■ **YOUR GOAL**: The records below are to be duplicated character for character.

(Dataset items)

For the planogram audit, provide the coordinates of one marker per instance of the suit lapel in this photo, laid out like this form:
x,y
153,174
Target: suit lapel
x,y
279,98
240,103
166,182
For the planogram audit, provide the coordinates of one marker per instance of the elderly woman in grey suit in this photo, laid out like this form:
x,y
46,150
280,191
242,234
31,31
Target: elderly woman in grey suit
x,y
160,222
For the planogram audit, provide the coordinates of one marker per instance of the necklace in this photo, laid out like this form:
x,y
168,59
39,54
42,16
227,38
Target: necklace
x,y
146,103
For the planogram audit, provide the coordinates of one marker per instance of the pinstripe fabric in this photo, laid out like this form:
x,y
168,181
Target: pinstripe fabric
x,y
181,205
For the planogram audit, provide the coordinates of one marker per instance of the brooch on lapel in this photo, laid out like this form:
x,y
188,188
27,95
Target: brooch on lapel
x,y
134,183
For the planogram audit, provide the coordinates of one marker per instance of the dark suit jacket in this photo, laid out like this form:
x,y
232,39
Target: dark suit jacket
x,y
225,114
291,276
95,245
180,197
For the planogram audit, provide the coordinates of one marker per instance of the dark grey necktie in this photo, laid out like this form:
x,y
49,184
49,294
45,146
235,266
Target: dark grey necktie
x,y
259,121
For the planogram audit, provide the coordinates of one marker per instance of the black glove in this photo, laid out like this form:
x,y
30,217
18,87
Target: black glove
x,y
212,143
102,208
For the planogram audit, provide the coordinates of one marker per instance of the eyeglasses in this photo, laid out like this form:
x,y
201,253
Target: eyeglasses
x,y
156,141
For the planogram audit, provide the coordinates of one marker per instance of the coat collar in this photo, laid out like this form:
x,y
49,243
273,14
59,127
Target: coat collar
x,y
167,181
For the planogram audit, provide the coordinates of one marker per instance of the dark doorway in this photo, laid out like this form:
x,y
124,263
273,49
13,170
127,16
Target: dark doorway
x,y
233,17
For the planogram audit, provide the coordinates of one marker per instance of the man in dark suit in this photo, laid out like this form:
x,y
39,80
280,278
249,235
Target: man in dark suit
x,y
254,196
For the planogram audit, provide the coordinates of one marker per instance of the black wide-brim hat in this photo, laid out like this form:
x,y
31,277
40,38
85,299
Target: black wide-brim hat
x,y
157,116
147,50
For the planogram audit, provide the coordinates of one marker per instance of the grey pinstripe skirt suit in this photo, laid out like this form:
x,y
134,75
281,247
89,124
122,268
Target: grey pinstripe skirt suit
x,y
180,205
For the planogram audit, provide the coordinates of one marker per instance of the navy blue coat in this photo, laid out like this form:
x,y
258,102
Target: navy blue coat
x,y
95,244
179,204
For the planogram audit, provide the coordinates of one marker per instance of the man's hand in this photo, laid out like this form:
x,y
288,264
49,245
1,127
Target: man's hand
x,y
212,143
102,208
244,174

■ **SOLUTION**:
For the planogram audit, provide the coordinates of one marker per instance of the suit lapel in this photo, laid out like this form:
x,y
153,174
Target: suit lapel
x,y
279,98
240,103
166,182
For the planogram audit, provide the coordinates of one marker per instance of the elderly woman in grey suit in this photo, laid out like this form:
x,y
46,150
280,191
242,234
31,31
Target: elderly woman in grey suit
x,y
160,222
For the planogram audit, provide the coordinates of one marker per instance of the necklace in this photo, laid out like this form:
x,y
168,59
39,54
42,16
227,38
Target: necklace
x,y
146,103
For the planogram audit, provide the coordinates of one marker per instance of the pinstripe fabric in this photo, laid out like this form:
x,y
168,181
Target: pinstripe fabric
x,y
181,205
For the planogram audit, provide the coordinates of one marker per instance of the brooch on lapel in this photo, laid out like this form:
x,y
188,188
27,95
Target: brooch on lapel
x,y
134,183
For the planogram audit, provide the coordinates of one marker per instance of the dark suit jacket in this photo, laid out like this form:
x,y
232,39
Target: dark suit jacket
x,y
225,114
291,276
95,245
180,197
For the planogram audit, provide the coordinates of one marker per instance of the dark grey necktie in this photo, laid out like this form:
x,y
49,184
49,294
45,146
235,266
Target: dark grey necktie
x,y
259,121
For the planogram audit, provide the coordinates of one marker per instance of the black glove in this photo, laid out like this form:
x,y
30,217
18,87
Target: black glove
x,y
212,143
102,208
For the planogram audit, provide the coordinates of one marker per instance of the eyeglasses in this photo, laid out like this form:
x,y
201,253
Target: eyeglasses
x,y
156,141
For the planogram audit, provide the coordinates of one marker per instance of the coat collar in this photo, laid out like this form:
x,y
49,243
273,14
59,127
Target: coat collar
x,y
167,181
For the planogram audit, provide the coordinates of one marker per instance of the dark doorway in this photo, laid out like this form:
x,y
124,263
273,49
13,170
127,16
Target: dark doorway
x,y
233,17
For the planogram audit, provide the coordinates of one marker per instance of the man in dark suit in this photo, laid out like this form:
x,y
39,80
280,278
249,235
Target: man in dark suit
x,y
254,196
For the planogram audit, provide the coordinates of one marker per instance of the black wide-brim hat in this photo, laid out like this form:
x,y
31,277
40,38
85,299
Target: black wide-brim hat
x,y
157,116
147,50
For the planogram audit, provide the coordinates of one marker per instance of the grey pinstripe skirt suit in this photo, laid out like this form:
x,y
134,75
281,247
89,124
122,268
Target: grey pinstripe skirt suit
x,y
180,205
For the planogram audit, provide the coordinates of one marker per instance of the navy blue coat in this photo, laid out like this form:
x,y
258,102
Target: navy blue coat
x,y
95,244
179,204
For the planogram audit, provide the coordinates of one marker per instance of the man's hand in this photo, laid out like this form:
x,y
288,264
49,245
1,127
Target: man's hand
x,y
212,143
102,208
244,174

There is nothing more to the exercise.